Collected data:
|---|
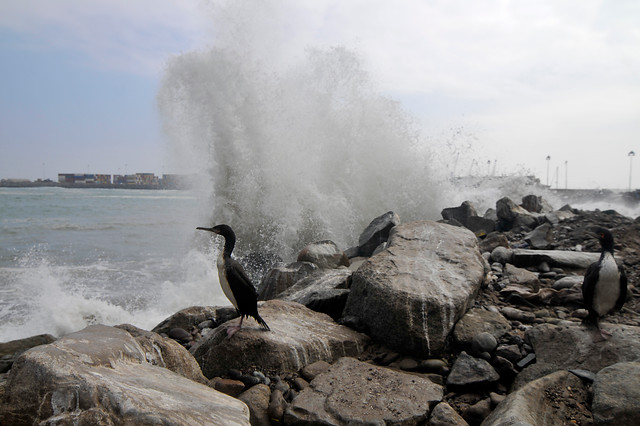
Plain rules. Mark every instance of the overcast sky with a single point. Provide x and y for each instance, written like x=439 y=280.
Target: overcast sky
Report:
x=509 y=82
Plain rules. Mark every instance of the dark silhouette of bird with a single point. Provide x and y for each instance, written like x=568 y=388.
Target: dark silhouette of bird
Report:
x=234 y=281
x=604 y=289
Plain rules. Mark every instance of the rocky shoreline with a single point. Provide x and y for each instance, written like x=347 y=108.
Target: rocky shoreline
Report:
x=470 y=320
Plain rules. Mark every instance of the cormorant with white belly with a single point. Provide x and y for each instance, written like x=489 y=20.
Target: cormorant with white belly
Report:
x=235 y=283
x=604 y=289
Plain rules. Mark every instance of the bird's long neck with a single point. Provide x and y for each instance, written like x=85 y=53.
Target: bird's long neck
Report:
x=606 y=248
x=229 y=244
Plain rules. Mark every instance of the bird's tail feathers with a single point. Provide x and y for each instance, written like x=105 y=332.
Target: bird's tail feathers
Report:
x=262 y=323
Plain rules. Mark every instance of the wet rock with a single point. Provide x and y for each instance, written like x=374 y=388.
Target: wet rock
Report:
x=477 y=412
x=376 y=233
x=493 y=240
x=9 y=351
x=179 y=334
x=189 y=318
x=470 y=372
x=411 y=295
x=616 y=394
x=517 y=314
x=325 y=254
x=165 y=353
x=511 y=215
x=444 y=415
x=432 y=366
x=483 y=342
x=100 y=375
x=572 y=346
x=567 y=282
x=562 y=258
x=257 y=399
x=310 y=371
x=279 y=279
x=540 y=238
x=533 y=203
x=521 y=276
x=353 y=392
x=298 y=337
x=229 y=387
x=324 y=291
x=502 y=255
x=277 y=406
x=466 y=216
x=477 y=321
x=538 y=403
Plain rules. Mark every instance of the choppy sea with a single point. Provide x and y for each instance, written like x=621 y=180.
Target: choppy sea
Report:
x=73 y=257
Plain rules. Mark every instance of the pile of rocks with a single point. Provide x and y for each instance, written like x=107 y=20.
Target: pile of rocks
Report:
x=473 y=320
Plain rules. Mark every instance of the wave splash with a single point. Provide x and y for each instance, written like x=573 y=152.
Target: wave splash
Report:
x=296 y=153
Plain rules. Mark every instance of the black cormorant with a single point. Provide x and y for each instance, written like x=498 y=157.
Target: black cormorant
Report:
x=235 y=283
x=604 y=289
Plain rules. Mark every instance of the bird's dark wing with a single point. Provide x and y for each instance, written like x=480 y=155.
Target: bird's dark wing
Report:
x=589 y=285
x=623 y=289
x=243 y=290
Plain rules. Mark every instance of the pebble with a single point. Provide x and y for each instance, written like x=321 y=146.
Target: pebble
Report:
x=496 y=398
x=408 y=364
x=432 y=365
x=206 y=324
x=310 y=371
x=509 y=352
x=389 y=358
x=277 y=405
x=281 y=385
x=234 y=374
x=179 y=334
x=483 y=342
x=476 y=413
x=580 y=313
x=527 y=360
x=229 y=386
x=299 y=383
x=517 y=314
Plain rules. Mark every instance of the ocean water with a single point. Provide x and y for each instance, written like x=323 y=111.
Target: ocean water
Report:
x=73 y=257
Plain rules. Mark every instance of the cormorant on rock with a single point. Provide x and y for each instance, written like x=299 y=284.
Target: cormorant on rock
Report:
x=604 y=289
x=235 y=283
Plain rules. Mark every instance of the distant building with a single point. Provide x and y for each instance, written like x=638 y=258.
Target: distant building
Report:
x=103 y=179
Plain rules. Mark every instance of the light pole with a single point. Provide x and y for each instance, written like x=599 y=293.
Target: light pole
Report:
x=631 y=155
x=548 y=159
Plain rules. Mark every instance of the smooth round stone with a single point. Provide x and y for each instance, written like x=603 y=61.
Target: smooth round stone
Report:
x=483 y=342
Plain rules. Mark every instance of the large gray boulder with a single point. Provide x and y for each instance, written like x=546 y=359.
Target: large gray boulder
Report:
x=573 y=347
x=410 y=295
x=376 y=233
x=279 y=279
x=354 y=392
x=325 y=254
x=561 y=258
x=616 y=394
x=190 y=317
x=467 y=216
x=477 y=321
x=325 y=291
x=298 y=337
x=532 y=405
x=100 y=375
x=9 y=351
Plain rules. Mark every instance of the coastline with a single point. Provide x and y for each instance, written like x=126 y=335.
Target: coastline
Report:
x=7 y=184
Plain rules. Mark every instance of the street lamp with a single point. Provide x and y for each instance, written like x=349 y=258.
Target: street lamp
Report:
x=631 y=155
x=548 y=159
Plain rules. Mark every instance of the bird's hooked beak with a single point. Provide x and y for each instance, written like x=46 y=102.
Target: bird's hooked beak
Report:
x=214 y=230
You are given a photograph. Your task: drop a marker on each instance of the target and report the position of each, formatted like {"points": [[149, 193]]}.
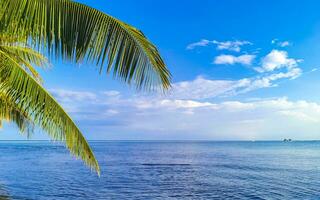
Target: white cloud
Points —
{"points": [[69, 95], [231, 45], [280, 43], [110, 93], [230, 59], [165, 118], [201, 88], [276, 60], [224, 45], [201, 43]]}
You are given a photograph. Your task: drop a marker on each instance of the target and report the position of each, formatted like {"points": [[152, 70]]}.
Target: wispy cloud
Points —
{"points": [[230, 59], [221, 45], [280, 43], [231, 45], [276, 60], [201, 43], [153, 117]]}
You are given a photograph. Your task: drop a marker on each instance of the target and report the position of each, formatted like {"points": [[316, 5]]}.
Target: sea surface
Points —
{"points": [[162, 170]]}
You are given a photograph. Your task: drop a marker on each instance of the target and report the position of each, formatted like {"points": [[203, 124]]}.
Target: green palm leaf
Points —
{"points": [[76, 32], [31, 98], [10, 112]]}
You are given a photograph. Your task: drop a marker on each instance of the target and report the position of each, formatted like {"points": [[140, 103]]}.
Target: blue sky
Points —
{"points": [[242, 70]]}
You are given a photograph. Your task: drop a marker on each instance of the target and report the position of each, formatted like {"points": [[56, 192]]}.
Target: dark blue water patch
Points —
{"points": [[162, 170]]}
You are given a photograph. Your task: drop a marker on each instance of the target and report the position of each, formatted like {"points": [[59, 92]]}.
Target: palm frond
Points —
{"points": [[10, 112], [44, 111], [76, 32], [26, 57]]}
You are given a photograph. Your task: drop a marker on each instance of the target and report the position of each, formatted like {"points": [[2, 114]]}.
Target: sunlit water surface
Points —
|---|
▶ **EXERCISE**
Lines holding the word "stone" should be copied from the entries above.

▶ **TASK ANSWER**
Plain rules. Mark every instance of the smooth round stone with a single point. Provide x and y for each instance, written like x=603 y=61.
Target: smooth round stone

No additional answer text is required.